[Records of labeled boxes]
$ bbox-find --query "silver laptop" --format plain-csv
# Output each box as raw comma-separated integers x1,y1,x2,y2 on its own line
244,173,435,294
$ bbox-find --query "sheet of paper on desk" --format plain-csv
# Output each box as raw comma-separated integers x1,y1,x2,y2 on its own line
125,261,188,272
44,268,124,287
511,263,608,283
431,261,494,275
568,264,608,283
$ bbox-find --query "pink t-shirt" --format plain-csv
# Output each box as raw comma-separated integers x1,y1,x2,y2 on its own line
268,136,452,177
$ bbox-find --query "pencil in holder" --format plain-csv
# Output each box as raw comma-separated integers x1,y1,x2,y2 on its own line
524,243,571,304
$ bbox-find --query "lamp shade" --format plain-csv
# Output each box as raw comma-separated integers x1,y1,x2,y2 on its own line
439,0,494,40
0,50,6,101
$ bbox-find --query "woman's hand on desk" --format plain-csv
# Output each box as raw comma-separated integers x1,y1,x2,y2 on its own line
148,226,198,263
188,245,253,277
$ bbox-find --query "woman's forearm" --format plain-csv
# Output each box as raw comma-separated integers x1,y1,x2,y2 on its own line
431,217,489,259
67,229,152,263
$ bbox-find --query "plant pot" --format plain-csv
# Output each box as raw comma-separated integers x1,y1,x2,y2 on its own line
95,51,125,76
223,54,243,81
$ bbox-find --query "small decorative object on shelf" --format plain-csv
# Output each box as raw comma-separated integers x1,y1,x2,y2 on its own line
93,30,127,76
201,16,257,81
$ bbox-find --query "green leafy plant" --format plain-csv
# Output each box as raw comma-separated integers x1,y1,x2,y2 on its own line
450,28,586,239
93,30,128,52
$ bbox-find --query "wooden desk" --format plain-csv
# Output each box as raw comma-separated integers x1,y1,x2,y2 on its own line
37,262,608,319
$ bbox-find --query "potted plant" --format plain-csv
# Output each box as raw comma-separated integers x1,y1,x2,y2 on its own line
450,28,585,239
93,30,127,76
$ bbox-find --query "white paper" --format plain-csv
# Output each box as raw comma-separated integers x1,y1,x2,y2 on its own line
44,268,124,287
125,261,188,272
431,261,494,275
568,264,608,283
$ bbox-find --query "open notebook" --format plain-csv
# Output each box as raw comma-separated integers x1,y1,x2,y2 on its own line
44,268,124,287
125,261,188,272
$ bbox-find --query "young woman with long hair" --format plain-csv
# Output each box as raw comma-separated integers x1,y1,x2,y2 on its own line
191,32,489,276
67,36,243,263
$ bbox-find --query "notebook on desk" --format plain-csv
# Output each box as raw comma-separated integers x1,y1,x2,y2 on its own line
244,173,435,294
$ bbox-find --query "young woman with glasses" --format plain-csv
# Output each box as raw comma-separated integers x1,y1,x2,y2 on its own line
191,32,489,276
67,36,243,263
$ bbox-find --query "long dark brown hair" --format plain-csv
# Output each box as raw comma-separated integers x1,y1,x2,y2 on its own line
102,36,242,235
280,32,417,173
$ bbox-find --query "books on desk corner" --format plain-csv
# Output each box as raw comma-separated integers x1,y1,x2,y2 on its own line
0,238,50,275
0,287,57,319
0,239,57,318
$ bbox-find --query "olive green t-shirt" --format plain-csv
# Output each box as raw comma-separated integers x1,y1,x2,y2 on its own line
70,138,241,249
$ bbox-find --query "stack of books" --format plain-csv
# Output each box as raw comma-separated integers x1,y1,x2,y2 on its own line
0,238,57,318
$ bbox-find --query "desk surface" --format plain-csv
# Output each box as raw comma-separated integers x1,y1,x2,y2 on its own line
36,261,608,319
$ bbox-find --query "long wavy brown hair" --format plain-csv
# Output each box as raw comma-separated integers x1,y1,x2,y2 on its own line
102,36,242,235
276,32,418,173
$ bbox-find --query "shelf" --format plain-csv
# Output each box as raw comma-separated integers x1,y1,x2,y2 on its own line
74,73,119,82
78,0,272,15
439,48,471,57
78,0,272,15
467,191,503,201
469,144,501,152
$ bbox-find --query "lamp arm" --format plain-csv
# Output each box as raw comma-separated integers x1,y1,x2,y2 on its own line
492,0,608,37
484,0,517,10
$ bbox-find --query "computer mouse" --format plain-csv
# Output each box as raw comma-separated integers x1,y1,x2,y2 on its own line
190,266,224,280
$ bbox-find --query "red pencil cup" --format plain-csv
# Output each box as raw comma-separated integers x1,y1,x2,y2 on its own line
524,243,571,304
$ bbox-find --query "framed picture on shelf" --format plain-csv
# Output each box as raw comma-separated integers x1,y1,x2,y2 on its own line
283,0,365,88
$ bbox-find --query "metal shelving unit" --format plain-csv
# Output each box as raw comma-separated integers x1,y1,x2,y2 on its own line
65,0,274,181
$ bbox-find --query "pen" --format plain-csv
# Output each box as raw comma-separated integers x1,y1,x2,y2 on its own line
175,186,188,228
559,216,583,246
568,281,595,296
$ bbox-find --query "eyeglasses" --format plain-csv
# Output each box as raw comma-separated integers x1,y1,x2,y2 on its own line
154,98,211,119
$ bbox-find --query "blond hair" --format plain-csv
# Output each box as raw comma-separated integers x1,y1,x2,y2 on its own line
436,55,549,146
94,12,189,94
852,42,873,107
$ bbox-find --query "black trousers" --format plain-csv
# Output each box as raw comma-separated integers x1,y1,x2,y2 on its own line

AIM OF THE EXERCISE
State how many lines of the data above contain the string "hair". Case counts, and the answer is the number alone.

WORKED SOLUTION
4